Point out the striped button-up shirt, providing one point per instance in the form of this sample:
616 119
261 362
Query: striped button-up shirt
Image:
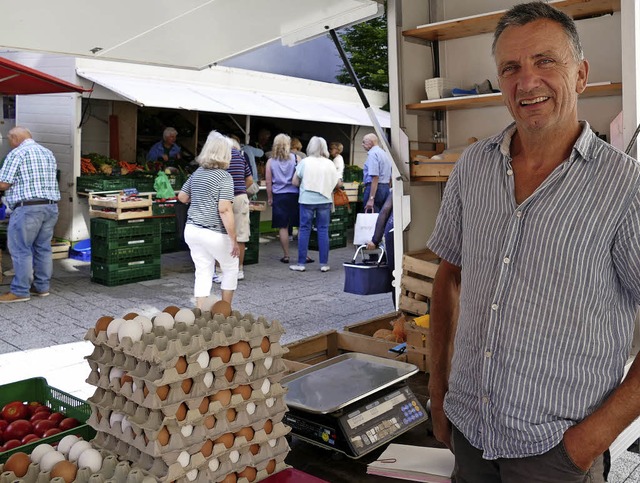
548 292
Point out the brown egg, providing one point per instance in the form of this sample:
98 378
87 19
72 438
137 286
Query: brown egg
65 470
229 373
181 413
204 406
164 436
226 439
221 307
162 392
210 421
243 347
271 465
207 448
102 324
223 352
246 432
244 390
224 396
231 415
172 310
249 473
181 365
18 463
265 345
186 385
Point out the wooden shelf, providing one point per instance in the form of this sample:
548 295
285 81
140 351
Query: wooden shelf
490 100
486 23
━━━━━━━━
--- TASK TO COMPLETE ---
Arrange all the material above as a Markdown table with two columns, Row and Line: number each row and put one line of the material in each, skipping blank lines. Leave the pictures out of the answer.

--- WRITTEN SOLUTION ---
| Row | Line |
|---|---|
| 1 | Point out the striped button-up shirt, providing one point per instance in the form of this sample: |
| 2 | 616 119 |
| 3 | 261 362 |
| 4 | Query: striped button-up shirt |
| 5 | Image: |
| 6 | 548 292 |
| 7 | Point out the brown egg, providing one point per instance in the form of this sample: |
| 8 | 98 378 |
| 9 | 87 19 |
| 10 | 72 438 |
| 11 | 137 286 |
| 12 | Query: brown egg |
| 13 | 65 470 |
| 14 | 229 373 |
| 15 | 181 413 |
| 16 | 204 406 |
| 17 | 164 436 |
| 18 | 226 439 |
| 19 | 221 307 |
| 20 | 162 392 |
| 21 | 210 421 |
| 22 | 243 347 |
| 23 | 271 465 |
| 24 | 207 448 |
| 25 | 102 324 |
| 26 | 223 352 |
| 27 | 246 432 |
| 28 | 244 390 |
| 29 | 224 396 |
| 30 | 231 415 |
| 31 | 172 310 |
| 32 | 249 473 |
| 33 | 181 365 |
| 34 | 18 463 |
| 35 | 265 345 |
| 36 | 186 385 |
| 37 | Point out the wooden shelf, providing one point per instance in the form of this sample: |
| 38 | 548 295 |
| 39 | 285 81 |
| 40 | 140 351 |
| 41 | Query: wooden shelf |
| 42 | 490 100 |
| 43 | 486 23 |